WHAT YOU NEED TO DO: What is expected is a word-for-word copy of all the entries.

BEGIN DATA SECTION

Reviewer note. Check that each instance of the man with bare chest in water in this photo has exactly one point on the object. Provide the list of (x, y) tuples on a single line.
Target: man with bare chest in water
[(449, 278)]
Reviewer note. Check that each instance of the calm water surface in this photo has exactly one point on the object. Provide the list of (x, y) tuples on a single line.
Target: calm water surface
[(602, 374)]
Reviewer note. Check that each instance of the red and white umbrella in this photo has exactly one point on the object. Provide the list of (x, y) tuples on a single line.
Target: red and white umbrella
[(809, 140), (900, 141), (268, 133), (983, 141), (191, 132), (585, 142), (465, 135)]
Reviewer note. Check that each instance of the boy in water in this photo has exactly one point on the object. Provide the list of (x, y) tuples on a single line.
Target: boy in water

END DATA SECTION

OUTPUT OF THE EXERCISE:
Reviewer note. Check that each instance of the man with bare chest in water in this photo has exactly one point on the object. Provide the list of (x, y) tuples on a single line.
Target: man with bare chest in water
[(449, 278)]
Reviewer note. Check that each instance of the calm water surface in this photo has exactly one point on the object. Provide the list of (x, y) tuples on a single line.
Target: calm water surface
[(602, 374)]
Reviewer note. Check that each instance of the red and white umbrella in this photo has exactly one point on the object. Provide the list of (x, y) tuples on a single line.
Target: red and white umbrella
[(809, 140), (900, 141), (268, 133), (983, 141), (191, 132), (585, 142), (465, 135)]
Reviewer note. Check that each instance of the boy in water in this photo has exactly one point on the object. Provide the list of (x, y) tuples on a single line.
Target: boy in water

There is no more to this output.